Your assignment
Where the string "whitewater" appears in a line of the data, show that line.

[Recorded data — start]

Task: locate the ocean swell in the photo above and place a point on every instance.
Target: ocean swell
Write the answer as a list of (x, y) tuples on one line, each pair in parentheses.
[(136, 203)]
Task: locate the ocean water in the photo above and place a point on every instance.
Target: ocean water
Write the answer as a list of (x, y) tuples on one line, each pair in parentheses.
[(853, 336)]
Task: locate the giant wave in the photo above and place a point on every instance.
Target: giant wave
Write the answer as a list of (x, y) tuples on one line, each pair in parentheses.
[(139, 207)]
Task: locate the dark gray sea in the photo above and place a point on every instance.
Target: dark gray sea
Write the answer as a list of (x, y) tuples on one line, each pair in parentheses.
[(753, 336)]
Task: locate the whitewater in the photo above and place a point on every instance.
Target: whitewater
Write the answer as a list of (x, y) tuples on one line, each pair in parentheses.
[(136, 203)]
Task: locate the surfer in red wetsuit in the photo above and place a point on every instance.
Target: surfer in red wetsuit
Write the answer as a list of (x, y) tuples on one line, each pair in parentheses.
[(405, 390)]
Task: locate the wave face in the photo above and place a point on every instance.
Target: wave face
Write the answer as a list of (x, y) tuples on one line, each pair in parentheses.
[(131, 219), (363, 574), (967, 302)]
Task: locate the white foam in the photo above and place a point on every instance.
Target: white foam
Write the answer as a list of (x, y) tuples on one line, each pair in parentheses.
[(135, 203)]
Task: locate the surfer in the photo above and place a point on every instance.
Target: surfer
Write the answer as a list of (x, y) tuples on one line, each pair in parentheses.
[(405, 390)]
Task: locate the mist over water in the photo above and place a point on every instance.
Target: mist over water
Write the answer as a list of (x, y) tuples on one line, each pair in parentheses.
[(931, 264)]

[Recorded data — finish]

Answer space
Task: locate the whitewater in the photo above and place a point on every instance.
Target: whitewater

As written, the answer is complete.